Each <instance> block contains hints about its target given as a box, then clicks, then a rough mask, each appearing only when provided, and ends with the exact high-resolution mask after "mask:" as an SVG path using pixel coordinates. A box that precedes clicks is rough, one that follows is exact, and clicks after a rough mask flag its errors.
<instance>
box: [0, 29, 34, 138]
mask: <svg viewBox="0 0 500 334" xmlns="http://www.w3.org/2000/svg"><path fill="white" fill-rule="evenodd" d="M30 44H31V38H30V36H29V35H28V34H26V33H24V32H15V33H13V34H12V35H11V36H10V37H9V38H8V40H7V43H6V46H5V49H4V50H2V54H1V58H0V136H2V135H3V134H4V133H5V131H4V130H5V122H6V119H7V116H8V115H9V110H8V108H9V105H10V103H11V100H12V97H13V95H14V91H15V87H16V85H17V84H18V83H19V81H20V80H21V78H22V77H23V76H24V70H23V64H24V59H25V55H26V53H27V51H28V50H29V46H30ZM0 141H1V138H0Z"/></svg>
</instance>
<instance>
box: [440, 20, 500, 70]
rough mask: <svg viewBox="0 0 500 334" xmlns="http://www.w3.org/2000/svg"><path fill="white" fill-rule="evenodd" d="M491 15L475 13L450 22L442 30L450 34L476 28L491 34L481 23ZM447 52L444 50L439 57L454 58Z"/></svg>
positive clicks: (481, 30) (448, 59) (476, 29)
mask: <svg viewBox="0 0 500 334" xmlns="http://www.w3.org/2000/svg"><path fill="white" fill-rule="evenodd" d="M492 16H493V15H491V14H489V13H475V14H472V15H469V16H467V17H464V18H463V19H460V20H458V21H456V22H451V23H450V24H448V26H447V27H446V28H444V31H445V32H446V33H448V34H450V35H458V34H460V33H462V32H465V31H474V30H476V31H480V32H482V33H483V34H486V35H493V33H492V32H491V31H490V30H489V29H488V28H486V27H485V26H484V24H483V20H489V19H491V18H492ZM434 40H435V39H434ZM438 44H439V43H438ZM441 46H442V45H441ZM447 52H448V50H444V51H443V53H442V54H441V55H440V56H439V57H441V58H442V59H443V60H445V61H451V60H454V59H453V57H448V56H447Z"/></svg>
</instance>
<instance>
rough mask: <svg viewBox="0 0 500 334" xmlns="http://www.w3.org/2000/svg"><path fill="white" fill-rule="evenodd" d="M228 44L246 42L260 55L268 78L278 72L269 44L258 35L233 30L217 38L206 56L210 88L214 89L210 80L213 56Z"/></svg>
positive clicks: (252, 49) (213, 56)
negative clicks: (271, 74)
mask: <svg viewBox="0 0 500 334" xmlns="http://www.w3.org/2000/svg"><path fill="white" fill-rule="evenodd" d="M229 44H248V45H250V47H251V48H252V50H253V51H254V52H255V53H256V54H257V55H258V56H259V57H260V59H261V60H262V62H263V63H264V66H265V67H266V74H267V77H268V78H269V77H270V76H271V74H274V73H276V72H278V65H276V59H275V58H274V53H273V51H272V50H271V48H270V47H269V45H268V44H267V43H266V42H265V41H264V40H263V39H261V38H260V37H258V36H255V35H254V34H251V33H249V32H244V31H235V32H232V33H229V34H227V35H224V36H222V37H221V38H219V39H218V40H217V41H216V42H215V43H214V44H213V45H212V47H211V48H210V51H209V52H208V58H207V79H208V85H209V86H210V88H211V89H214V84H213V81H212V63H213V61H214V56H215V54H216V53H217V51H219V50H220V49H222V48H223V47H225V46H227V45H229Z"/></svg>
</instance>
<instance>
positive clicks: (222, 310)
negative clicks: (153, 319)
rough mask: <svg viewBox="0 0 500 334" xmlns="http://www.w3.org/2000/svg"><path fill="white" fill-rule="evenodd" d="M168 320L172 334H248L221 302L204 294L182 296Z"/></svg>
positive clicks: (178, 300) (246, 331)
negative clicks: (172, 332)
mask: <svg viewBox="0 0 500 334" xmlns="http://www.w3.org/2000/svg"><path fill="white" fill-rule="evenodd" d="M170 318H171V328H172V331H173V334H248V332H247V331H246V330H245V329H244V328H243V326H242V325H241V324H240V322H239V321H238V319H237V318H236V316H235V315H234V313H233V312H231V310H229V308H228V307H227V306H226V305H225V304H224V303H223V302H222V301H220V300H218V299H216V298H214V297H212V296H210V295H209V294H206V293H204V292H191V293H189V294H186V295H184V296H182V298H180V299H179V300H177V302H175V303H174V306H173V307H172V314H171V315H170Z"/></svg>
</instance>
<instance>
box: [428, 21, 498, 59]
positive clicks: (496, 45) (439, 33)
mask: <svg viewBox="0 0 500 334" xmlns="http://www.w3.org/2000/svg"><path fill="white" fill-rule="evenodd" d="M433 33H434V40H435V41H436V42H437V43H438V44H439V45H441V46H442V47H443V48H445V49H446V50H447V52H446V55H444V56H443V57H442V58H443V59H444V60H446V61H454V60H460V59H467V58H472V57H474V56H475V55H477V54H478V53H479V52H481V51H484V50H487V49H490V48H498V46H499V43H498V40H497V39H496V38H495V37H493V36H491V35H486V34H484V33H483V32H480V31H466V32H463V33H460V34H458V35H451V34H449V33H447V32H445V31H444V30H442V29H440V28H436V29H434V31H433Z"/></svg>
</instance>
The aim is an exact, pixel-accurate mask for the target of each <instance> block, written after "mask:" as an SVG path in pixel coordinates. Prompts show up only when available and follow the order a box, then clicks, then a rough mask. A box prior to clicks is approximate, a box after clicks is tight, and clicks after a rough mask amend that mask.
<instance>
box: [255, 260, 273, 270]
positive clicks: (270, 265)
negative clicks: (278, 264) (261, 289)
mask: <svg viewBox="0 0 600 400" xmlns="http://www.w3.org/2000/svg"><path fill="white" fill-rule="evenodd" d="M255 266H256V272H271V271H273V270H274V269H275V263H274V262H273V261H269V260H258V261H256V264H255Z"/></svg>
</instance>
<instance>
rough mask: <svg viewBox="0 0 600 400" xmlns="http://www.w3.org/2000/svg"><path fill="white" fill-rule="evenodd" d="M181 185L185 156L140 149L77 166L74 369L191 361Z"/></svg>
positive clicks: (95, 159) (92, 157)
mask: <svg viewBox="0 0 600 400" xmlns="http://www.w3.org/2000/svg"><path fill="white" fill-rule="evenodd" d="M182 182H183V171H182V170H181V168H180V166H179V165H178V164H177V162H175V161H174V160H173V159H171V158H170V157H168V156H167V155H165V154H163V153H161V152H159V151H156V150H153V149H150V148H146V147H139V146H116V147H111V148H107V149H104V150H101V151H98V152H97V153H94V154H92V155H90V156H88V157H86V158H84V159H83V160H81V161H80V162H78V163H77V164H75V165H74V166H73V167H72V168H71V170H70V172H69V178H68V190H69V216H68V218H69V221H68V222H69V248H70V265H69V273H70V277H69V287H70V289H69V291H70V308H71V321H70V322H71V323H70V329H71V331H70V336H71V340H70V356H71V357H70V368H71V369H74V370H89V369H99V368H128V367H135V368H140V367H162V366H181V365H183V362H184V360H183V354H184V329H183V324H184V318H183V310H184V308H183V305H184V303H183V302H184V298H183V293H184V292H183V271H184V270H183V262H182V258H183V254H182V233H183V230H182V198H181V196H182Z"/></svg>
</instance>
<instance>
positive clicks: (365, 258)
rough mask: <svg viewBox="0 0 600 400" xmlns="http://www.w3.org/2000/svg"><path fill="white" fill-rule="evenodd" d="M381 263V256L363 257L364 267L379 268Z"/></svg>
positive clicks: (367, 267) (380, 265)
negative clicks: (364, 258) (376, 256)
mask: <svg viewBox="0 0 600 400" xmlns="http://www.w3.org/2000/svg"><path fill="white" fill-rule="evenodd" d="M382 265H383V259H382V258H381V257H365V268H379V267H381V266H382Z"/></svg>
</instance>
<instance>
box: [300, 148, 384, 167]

■ **Work item**
Copy every line that appears above, with each word kept as it is.

■ **Task response**
Each <instance> block contains hints about its target given as a box, then clicks, then a rough mask, each appearing only when provided, and ends with the exact high-resolution mask after "mask:" as an SVG path using pixel coordinates. A box that precedes clicks is rough, one that follows is exact, and clicks after a rough mask flag its errors.
<instance>
box: [0, 29, 34, 138]
mask: <svg viewBox="0 0 500 334" xmlns="http://www.w3.org/2000/svg"><path fill="white" fill-rule="evenodd" d="M30 44H31V38H30V36H29V35H28V34H26V33H24V32H15V33H13V34H12V35H11V36H10V37H9V38H8V40H7V43H6V46H5V49H4V50H2V54H1V58H0V136H2V135H3V134H4V133H5V131H4V130H5V122H6V119H7V116H8V115H9V110H8V108H9V105H10V103H11V100H12V97H13V95H14V91H15V87H16V85H17V84H18V83H19V81H20V80H21V78H22V77H23V76H24V70H23V64H24V59H25V55H26V53H27V51H28V50H29V46H30ZM0 141H1V138H0Z"/></svg>
</instance>
<instance>
box: [440, 20, 500, 70]
rough mask: <svg viewBox="0 0 500 334" xmlns="http://www.w3.org/2000/svg"><path fill="white" fill-rule="evenodd" d="M491 15L475 13L450 22L442 30L450 34L476 28L491 34L481 23ZM447 52L444 50L439 57L454 58Z"/></svg>
positive clicks: (481, 30) (448, 59) (476, 29)
mask: <svg viewBox="0 0 500 334" xmlns="http://www.w3.org/2000/svg"><path fill="white" fill-rule="evenodd" d="M492 16H493V15H491V14H489V13H475V14H472V15H469V16H467V17H464V18H463V19H460V20H458V21H456V22H451V23H450V24H448V26H447V27H446V28H444V31H445V32H446V33H448V34H450V35H458V34H460V33H462V32H465V31H474V30H476V31H480V32H482V33H483V34H486V35H493V33H492V32H491V31H490V30H489V29H488V28H486V27H485V26H484V24H483V20H489V19H491V18H492ZM434 40H435V39H434ZM438 44H439V43H438ZM441 46H442V45H441ZM447 52H448V50H444V51H443V53H442V54H441V55H440V56H439V57H441V58H442V59H443V60H445V61H451V60H454V59H453V57H448V56H447Z"/></svg>
</instance>
<instance>
rough mask: <svg viewBox="0 0 500 334" xmlns="http://www.w3.org/2000/svg"><path fill="white" fill-rule="evenodd" d="M228 44L246 42L260 55L268 78L278 72L269 44L258 35L233 30L217 38L206 56L210 88L214 89L210 80L213 56Z"/></svg>
positive clicks: (252, 49) (213, 56)
negative clicks: (271, 74)
mask: <svg viewBox="0 0 500 334" xmlns="http://www.w3.org/2000/svg"><path fill="white" fill-rule="evenodd" d="M229 44H248V45H250V47H251V48H252V50H253V51H254V52H255V53H256V54H257V55H258V56H259V57H260V59H261V60H262V62H263V63H264V66H265V67H266V74H267V77H268V78H269V77H270V76H271V74H274V73H276V72H278V65H276V59H275V58H274V53H273V51H272V50H271V48H270V47H269V45H268V44H267V43H266V42H265V41H264V40H263V39H261V38H260V37H258V36H255V35H254V34H251V33H249V32H244V31H235V32H232V33H229V34H227V35H224V36H222V37H221V38H219V39H218V40H217V41H216V42H215V43H214V44H213V45H212V47H211V48H210V51H209V52H208V58H207V79H208V85H209V86H210V88H211V89H214V84H213V81H212V63H213V61H214V56H215V54H216V53H217V51H219V50H220V49H222V48H223V47H225V46H227V45H229Z"/></svg>
</instance>
<instance>
positive clicks: (222, 310)
negative clicks: (153, 319)
rough mask: <svg viewBox="0 0 500 334" xmlns="http://www.w3.org/2000/svg"><path fill="white" fill-rule="evenodd" d="M168 320L172 334H248L221 302L204 294L182 296Z"/></svg>
positive clicks: (178, 300) (246, 331)
negative clicks: (172, 332)
mask: <svg viewBox="0 0 500 334" xmlns="http://www.w3.org/2000/svg"><path fill="white" fill-rule="evenodd" d="M170 318H171V328H172V331H173V334H248V332H247V331H246V330H245V329H244V328H243V326H242V325H241V324H240V322H239V321H238V319H237V318H236V316H235V315H234V313H233V312H231V310H229V308H228V307H227V306H226V305H225V304H224V303H223V302H222V301H220V300H218V299H216V298H214V297H212V296H210V295H209V294H206V293H204V292H191V293H189V294H186V295H184V296H182V298H180V299H179V300H177V302H175V303H174V306H173V307H172V314H171V315H170Z"/></svg>
</instance>
<instance>
box: [428, 21, 498, 59]
positive clicks: (496, 45) (439, 33)
mask: <svg viewBox="0 0 500 334" xmlns="http://www.w3.org/2000/svg"><path fill="white" fill-rule="evenodd" d="M433 33H434V40H435V41H436V42H437V43H438V44H439V45H441V46H442V47H443V48H445V49H446V50H447V52H446V55H444V56H443V57H442V58H443V59H444V60H446V61H454V60H460V59H467V58H472V57H474V56H475V55H477V54H478V53H479V52H481V51H484V50H487V49H490V48H498V46H499V43H498V40H497V39H496V38H495V37H493V36H491V35H486V34H484V33H483V32H480V31H466V32H463V33H460V34H458V35H451V34H449V33H447V32H445V31H444V30H442V29H440V28H436V29H434V31H433Z"/></svg>
</instance>
The aim is an exact, pixel-accurate mask for the target of each <instance> block, written after "mask:" as an SVG path in pixel coordinates. Prompts show up only when available and follow the order a box, then clicks, then a rough mask. A box prior to clicks is approximate, a box after clicks is tight, and clicks after a rough mask amend that mask.
<instance>
box: [255, 260, 273, 270]
positive clicks: (270, 265)
negative clicks: (278, 264) (261, 289)
mask: <svg viewBox="0 0 600 400" xmlns="http://www.w3.org/2000/svg"><path fill="white" fill-rule="evenodd" d="M255 266H256V272H271V271H273V270H274V269H275V263H274V262H273V261H269V260H258V261H256V264H255Z"/></svg>
</instance>
<instance>
rough mask: <svg viewBox="0 0 600 400" xmlns="http://www.w3.org/2000/svg"><path fill="white" fill-rule="evenodd" d="M181 185L185 156L140 149L77 166L74 369L191 361Z"/></svg>
positive clicks: (95, 159) (92, 157)
mask: <svg viewBox="0 0 600 400" xmlns="http://www.w3.org/2000/svg"><path fill="white" fill-rule="evenodd" d="M182 182H183V171H182V170H181V168H180V166H179V165H178V164H177V162H175V161H174V160H173V159H171V158H170V157H168V156H167V155H165V154H163V153H161V152H159V151H156V150H153V149H150V148H146V147H139V146H116V147H111V148H107V149H104V150H101V151H98V152H97V153H94V154H92V155H90V156H88V157H86V158H84V159H83V160H81V161H80V162H78V163H77V164H75V165H74V166H73V167H72V168H71V170H70V172H69V178H68V190H69V216H68V218H69V221H68V222H69V248H70V265H69V273H70V277H69V287H70V289H69V291H70V308H71V321H70V322H71V323H70V329H71V331H70V336H71V340H70V356H71V357H70V368H71V369H74V370H89V369H99V368H128V367H135V368H140V367H162V366H181V365H183V362H184V360H183V354H184V329H183V324H184V318H183V310H184V308H183V305H184V303H183V302H184V298H183V293H184V292H183V271H184V270H183V262H182V258H183V254H182V233H183V230H182V198H181V196H182Z"/></svg>
</instance>
<instance>
positive clicks: (365, 258)
rough mask: <svg viewBox="0 0 600 400" xmlns="http://www.w3.org/2000/svg"><path fill="white" fill-rule="evenodd" d="M381 263V256L363 257L364 267L379 268Z"/></svg>
positive clicks: (367, 267) (380, 265)
negative clicks: (364, 258) (376, 256)
mask: <svg viewBox="0 0 600 400" xmlns="http://www.w3.org/2000/svg"><path fill="white" fill-rule="evenodd" d="M382 265H383V259H382V258H381V257H365V268H379V267H381V266H382Z"/></svg>
</instance>
<instance>
box: [300, 148, 384, 167]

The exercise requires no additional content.